Starting with the first line below, reproduce each line exactly until you have included the one bearing "fill-rule evenodd".
────
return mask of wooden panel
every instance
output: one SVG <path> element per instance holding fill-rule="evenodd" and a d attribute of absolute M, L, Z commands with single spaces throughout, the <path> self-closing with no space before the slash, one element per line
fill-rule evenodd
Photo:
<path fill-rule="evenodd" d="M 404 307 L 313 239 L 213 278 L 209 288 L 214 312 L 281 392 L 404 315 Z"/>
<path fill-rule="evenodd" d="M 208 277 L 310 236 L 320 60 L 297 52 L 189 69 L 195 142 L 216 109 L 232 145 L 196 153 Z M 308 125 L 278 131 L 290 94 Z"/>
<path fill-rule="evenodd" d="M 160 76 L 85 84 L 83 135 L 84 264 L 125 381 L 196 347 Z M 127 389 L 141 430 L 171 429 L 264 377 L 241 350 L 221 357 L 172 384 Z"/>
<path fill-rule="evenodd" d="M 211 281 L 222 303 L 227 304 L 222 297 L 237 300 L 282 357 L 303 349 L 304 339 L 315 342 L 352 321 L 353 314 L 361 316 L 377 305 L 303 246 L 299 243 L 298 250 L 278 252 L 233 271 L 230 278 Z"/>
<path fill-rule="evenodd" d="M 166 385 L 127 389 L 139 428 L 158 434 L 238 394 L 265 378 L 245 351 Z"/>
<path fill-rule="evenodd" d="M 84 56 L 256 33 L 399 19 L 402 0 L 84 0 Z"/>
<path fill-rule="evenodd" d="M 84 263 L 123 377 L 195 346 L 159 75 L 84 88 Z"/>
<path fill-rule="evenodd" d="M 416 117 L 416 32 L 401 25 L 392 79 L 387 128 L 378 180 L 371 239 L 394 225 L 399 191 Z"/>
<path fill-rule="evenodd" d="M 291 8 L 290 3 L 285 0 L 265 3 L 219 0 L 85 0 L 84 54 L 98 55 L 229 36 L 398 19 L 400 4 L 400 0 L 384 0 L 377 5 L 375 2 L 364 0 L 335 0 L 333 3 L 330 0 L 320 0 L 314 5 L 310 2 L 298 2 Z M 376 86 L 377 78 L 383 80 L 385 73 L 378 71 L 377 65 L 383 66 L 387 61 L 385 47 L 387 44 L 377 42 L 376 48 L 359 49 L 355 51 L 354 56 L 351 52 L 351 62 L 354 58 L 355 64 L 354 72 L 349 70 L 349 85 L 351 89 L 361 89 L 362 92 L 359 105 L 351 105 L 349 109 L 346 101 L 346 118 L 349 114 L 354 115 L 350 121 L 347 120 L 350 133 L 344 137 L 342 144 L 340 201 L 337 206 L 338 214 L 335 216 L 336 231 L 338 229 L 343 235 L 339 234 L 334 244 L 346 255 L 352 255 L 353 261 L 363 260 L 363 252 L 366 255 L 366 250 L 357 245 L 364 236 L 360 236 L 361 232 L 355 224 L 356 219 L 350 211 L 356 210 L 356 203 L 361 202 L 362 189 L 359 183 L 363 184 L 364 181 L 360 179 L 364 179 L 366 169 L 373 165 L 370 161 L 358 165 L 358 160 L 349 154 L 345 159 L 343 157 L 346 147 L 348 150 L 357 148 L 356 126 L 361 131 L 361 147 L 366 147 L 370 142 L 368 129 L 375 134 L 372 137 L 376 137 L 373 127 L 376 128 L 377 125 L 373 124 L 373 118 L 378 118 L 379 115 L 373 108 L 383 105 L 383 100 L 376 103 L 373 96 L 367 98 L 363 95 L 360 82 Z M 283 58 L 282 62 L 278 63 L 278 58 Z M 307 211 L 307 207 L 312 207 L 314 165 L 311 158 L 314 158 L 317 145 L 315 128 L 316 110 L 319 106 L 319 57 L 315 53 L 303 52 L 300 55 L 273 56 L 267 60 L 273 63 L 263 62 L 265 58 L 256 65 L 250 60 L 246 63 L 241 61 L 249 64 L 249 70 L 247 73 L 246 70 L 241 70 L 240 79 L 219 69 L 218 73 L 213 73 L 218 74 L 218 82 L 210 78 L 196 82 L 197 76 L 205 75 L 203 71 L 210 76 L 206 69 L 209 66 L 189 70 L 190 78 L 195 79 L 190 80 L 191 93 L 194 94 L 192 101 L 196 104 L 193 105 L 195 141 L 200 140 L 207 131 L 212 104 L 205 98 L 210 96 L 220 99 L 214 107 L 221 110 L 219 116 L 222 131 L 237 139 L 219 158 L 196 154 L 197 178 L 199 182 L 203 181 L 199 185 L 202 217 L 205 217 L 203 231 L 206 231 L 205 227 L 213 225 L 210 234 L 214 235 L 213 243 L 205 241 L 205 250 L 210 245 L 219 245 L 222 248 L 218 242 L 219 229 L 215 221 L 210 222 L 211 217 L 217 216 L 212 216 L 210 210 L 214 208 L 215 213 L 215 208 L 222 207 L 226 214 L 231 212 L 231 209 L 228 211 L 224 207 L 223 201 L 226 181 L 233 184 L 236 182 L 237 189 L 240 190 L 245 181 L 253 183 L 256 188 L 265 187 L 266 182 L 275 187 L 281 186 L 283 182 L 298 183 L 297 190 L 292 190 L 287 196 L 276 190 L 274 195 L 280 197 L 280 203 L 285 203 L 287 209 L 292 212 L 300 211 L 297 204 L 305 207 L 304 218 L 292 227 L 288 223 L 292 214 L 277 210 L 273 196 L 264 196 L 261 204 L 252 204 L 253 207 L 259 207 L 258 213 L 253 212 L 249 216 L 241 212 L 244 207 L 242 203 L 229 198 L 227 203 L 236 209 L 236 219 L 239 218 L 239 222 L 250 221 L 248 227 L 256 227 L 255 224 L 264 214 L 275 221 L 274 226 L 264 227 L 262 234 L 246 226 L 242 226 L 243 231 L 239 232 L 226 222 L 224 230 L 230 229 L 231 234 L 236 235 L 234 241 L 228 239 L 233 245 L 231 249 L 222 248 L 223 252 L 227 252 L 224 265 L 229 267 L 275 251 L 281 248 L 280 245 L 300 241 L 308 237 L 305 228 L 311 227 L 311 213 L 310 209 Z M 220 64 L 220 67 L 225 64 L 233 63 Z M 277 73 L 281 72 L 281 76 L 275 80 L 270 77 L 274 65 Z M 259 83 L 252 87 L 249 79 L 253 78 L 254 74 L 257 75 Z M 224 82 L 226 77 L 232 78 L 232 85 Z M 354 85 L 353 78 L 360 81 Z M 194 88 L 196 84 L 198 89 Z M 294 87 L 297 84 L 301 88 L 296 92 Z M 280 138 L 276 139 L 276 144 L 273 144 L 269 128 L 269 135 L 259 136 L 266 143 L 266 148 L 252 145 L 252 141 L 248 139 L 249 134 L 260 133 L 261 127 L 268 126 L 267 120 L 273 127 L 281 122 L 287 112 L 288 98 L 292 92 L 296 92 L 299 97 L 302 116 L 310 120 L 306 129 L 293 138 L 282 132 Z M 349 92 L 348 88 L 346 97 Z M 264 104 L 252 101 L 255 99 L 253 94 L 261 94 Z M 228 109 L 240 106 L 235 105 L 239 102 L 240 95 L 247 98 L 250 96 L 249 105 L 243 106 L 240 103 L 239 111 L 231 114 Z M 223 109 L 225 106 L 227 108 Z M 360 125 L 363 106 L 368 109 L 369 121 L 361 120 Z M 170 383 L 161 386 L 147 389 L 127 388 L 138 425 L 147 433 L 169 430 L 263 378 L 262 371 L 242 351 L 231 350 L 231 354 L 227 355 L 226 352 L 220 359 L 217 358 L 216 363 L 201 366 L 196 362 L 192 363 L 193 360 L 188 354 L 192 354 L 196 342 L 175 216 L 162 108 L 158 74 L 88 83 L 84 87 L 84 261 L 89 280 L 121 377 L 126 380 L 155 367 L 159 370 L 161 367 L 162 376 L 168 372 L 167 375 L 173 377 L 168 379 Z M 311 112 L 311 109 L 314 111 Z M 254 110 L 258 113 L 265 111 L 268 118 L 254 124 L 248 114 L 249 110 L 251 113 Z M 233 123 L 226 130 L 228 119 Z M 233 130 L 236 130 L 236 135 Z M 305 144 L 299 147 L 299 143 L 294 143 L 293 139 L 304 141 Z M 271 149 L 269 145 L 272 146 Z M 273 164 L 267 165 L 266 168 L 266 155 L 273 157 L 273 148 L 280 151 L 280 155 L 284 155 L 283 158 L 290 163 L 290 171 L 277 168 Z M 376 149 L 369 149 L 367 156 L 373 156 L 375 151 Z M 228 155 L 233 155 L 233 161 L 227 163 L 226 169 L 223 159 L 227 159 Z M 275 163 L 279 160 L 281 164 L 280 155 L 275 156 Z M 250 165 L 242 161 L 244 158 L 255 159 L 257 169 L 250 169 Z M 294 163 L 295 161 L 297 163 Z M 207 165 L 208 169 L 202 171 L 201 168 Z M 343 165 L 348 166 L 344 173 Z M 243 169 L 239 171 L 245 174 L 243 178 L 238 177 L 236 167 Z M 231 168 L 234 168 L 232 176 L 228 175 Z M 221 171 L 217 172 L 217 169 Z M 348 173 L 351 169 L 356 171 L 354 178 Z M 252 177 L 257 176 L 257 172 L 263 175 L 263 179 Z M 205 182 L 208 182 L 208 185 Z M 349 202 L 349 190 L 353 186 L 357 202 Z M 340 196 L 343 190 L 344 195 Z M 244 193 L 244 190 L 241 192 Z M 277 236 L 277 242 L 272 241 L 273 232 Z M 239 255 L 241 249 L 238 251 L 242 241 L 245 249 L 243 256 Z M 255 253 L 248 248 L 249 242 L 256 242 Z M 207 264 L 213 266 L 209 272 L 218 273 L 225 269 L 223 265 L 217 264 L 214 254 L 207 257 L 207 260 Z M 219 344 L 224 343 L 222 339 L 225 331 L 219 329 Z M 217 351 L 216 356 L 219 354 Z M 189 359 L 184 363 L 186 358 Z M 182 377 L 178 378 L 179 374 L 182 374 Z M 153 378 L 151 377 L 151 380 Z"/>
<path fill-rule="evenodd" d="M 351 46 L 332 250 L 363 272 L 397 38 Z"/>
────
Problem solution →
return mask of wooden panel
every instance
output: one SVG <path> element per instance holding fill-rule="evenodd" and a d attribute of absolute M, L, Z commands with single spaces throughout, the <path> self-closing with no space before the slash, one element per line
fill-rule evenodd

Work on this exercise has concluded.